▶ _Excerpted passage_:
The cross product as a linear transformation and finding its matrix

I had seen this forum in my many passings online but never really delved into it until I just registered a few seconds ago. Looks awesome!!

Anyway, my first question: :)

Basically, as far as I've gotten, the next step in my problem is to find the matrix of the following:

v2x3 - v3x2

v3x1 - v1x3

v1x3 - v2x1

The multiple variables throw me off. I tried setting one side equal to the other and isolating via the elementary row operations but I'm stuck. Help!

Re: The cross product as a linear transformation and finding its matrix

I can't speak for others, but I find that impossible to follow. "find the matrix of the following"?? I also don't understand the parts that followed that. Are those vectors with subscripts? I don't see any equations to clue me in. (And without any equations, what on Earth does "I tried setting one side equal to the other" mean?)

You need to remember that readers have no idea the context of your question. We've no idea what class you're taking, what book you're using, what chapter you're in, etc..

If you could try to clarify the question, I'd be happy to try to help you with it.

Re: The cross product as a linear transformation and finding its matrix

Ok, sorry. I'm sure there's a way to use the proper notation on the forum, as I've seen it before, but I'm not sure how to use it. Yes lol those are meant to be subscripts.

The question starts by giving the definition of the cross product. The product of the two vectors is what I tried writing.

i.e. vectors (v) x (x) =

v2x3 - v3x2

v3x1 - v1x3

v1x3 - v2x1

It then asks if the transformation is linear. I already know from the definition of a cross product that it is. It then asks us to find the matrix in terms of the components of vector v.

Hope that is a bit clearer.

▶ _Rows_:

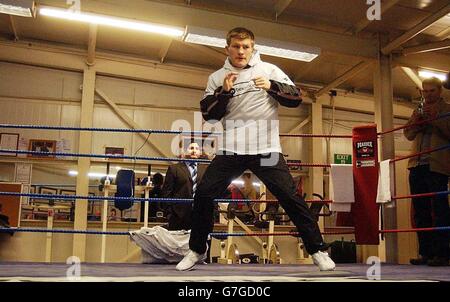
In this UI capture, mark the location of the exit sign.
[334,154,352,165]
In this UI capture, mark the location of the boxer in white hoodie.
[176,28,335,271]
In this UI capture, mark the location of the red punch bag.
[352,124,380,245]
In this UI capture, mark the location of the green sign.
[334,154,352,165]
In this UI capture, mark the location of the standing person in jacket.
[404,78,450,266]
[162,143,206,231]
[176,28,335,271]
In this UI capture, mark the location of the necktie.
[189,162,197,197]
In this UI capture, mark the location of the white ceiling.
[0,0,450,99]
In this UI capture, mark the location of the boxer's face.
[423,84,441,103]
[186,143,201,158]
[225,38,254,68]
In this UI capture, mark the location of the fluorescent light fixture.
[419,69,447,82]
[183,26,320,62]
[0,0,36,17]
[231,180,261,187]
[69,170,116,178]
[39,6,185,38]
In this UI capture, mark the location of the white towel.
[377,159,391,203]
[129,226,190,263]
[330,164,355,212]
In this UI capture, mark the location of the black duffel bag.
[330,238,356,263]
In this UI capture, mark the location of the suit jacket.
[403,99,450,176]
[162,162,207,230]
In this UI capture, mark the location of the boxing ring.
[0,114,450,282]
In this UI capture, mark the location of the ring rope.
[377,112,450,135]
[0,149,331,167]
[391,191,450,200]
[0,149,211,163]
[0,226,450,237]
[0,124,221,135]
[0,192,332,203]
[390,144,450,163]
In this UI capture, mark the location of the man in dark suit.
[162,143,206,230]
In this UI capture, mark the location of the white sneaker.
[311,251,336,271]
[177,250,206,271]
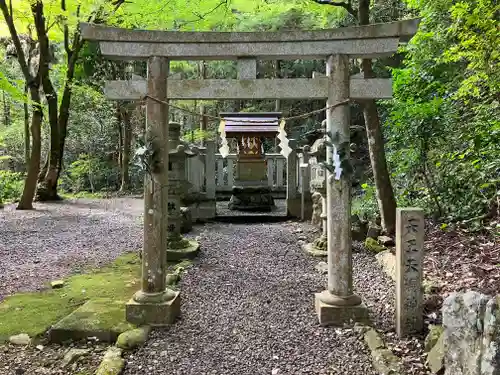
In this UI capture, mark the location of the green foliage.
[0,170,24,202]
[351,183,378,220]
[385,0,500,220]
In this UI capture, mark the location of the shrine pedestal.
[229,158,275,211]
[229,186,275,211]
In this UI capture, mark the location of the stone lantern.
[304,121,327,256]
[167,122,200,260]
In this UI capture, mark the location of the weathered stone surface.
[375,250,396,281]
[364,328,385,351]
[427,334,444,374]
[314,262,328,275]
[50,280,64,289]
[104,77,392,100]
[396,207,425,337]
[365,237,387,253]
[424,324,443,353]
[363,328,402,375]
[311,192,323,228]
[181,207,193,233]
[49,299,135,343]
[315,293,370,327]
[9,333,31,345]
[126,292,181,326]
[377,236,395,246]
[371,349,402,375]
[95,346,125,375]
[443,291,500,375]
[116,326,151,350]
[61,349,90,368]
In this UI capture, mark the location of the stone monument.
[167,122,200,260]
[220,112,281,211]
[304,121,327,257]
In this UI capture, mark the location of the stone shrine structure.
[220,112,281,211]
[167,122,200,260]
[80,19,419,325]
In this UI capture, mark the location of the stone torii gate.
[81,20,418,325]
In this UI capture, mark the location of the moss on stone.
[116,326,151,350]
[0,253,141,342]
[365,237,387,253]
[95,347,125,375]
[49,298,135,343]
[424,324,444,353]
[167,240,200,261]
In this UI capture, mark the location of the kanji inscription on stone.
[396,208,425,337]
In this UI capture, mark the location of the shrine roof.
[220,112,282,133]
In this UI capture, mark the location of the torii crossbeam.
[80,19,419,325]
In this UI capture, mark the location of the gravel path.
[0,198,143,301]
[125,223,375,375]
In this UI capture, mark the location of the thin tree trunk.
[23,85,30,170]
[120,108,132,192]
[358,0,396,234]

▶ _What you have to do_: Please reproduce the part of the cross product thread above that begins at the words "The multiple variables" and stops after "you're in, etc..", word for word.

▶ _Finished exercise_:
The multiple variables throw me off. I tried setting one side equal to the other and isolating via the elementary row operations but I'm stuck. Help!

Re: The cross product as a linear transformation and finding its matrix

I can't speak for others, but I find that impossible to follow. "find the matrix of the following"?? I also don't understand the parts that followed that. Are those vectors with subscripts? I don't see any equations to clue me in. (And without any equations, what on Earth does "I tried setting one side equal to the other" mean?)

You need to remember that readers have no idea the context of your question. We've no idea what class you're taking, what book you're using, what chapter you're in, etc..